TASK REQUIREMENTS
Print the passage about the Roxane Gay convocation word for word, starting at "Gay’s writing appears" and ending at "Chapel and is free and open to the public.".

PROVIDED PASSAGE

- - -

Writer, professor, editor and social commentator Roxane Gay will speak at the Berea College convocations on Thursday, March 2 sponsored by the bell hooks center as part of the center’s March 2023 programming calendar.
Gay will join bell hooks center founder and director, M. Shadee Malaklou, for a conversation about hooks’ fearless feminism. Entitled “Writing Toward a Better World,” the pair will think and dream with hooks about how to write toward a better world, addressing topics ranging from trauma to love to how we dismantle the intersecting structures of oppression that hooks names “imperialist white supremacist capitalist patriarchy.”
Gay’s writing appears in “Best American Mystery Stories 2014,” “Best American Short Stories 2012,” “Best Sex Writing 2012,” “A Public Space,” “McSweeney’s,” “Tin House,” “Oxford American,” “American Short Fiction,” “Virginia Quarterly Review” and many more publications. She is a contributing opinion writer for the New York Times. She is the author of the books “Ayiti,” “An Untamed State,” the New York Times bestselling “Bad Feminist” and “Hunger,” and the nationally bestselling “Difficult Women.” She is also the author of “World of Wakanda” for Marvel. She has several books forthcoming and is also working on television and film projects. In addition, she has a newsletter, “The Audacity” and a podcast, “The Roxane Gay Agenda.”
The convocation begins at 3 p.m. in Phelps Stokes Chapel and is free and open to the public.
On Wednesday, March 15, the bell hooks center will host Jennifer Marley for its Gender Talk series. Gender Talk is a monthly series for which the bell hooks center invites distinguished feminist scholars to speak with Berea’s campus and community about contemporary issues. Marley is the co-founder of a popular podcast about indigenous life-worlds, named “The Red Nation Podcast” and is a doctoral student specializing in queer indigenous studies and indigenous feminism. The event will be from noon to 1 p.m. and is free and open to the public.

- - -

LISTED ENTRIES
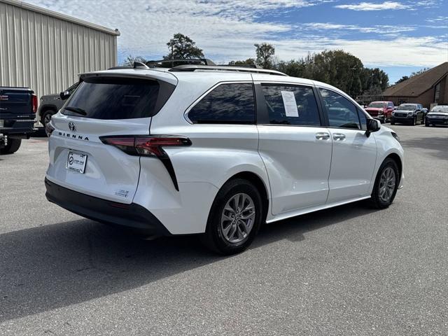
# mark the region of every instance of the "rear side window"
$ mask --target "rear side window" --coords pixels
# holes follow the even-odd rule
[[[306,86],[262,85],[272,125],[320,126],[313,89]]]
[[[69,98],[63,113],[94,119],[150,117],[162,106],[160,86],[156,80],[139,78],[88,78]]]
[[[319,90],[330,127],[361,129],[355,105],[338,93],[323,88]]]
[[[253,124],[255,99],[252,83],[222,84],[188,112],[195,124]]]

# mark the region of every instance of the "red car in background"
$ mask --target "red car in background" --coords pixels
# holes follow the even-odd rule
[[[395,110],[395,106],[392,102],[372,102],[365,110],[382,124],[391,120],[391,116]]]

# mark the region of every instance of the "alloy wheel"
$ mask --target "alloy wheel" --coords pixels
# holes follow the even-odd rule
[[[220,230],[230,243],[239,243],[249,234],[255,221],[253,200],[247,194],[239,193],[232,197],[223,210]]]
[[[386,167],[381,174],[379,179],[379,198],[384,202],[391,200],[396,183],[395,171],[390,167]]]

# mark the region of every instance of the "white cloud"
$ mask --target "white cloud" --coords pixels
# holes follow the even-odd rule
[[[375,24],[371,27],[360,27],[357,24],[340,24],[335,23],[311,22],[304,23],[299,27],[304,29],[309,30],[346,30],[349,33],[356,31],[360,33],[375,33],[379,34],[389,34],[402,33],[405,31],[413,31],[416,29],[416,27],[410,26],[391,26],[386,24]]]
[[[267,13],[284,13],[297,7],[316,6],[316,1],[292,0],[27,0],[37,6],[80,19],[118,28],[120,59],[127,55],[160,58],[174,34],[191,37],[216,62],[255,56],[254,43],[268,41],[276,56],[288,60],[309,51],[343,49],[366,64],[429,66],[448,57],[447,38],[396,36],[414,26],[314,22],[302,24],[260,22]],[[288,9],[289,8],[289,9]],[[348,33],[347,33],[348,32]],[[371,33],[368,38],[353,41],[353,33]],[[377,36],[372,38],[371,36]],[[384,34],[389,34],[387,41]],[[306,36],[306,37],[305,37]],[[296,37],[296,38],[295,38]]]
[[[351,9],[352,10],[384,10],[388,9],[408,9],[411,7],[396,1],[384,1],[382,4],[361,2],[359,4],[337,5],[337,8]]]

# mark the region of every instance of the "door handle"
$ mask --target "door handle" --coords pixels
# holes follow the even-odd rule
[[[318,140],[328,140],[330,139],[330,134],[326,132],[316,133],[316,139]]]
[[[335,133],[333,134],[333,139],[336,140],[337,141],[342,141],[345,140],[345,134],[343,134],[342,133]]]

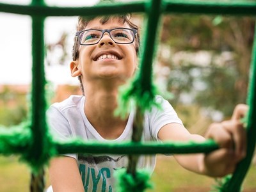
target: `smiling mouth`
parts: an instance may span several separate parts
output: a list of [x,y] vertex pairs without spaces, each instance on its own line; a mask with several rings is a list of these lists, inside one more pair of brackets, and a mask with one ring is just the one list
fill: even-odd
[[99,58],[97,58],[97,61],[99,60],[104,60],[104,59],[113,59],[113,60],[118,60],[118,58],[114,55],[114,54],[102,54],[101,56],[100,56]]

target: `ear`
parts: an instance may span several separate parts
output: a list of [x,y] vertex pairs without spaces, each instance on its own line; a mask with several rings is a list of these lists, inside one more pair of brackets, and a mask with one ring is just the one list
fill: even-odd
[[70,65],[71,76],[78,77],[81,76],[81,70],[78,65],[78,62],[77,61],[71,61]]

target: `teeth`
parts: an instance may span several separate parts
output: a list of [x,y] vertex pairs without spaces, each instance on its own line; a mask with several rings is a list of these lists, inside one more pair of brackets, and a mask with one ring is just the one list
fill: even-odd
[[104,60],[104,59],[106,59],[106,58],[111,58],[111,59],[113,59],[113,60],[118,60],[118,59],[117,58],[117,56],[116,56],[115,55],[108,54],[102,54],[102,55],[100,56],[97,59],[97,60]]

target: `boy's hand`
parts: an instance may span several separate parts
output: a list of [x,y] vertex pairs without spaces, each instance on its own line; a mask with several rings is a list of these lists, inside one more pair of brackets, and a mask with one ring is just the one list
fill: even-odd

- - -

ANSWER FOR THIS EXERCISE
Gay’s writing appears in “Best American Mystery Stories 2014,” “Best American Short Stories 2012,” “Best Sex Writing 2012,” “A Public Space,” “McSweeney’s,” “Tin House,” “Oxford American,” “American Short Fiction,” “Virginia Quarterly Review” and many more publications. She is a contributing opinion writer for the New York Times. She is the author of the books “Ayiti,” “An Untamed State,” the New York Times bestselling “Bad Feminist” and “Hunger,” and the nationally bestselling “Difficult Women.” She is also the author of “World of Wakanda” for Marvel. She has several books forthcoming and is also working on television and film projects. In addition, she has a newsletter, “The Audacity” and a podcast, “The Roxane Gay Agenda.”
The convocation begins at 3 p.m. in Phelps Stokes Chapel and is free and open to the public.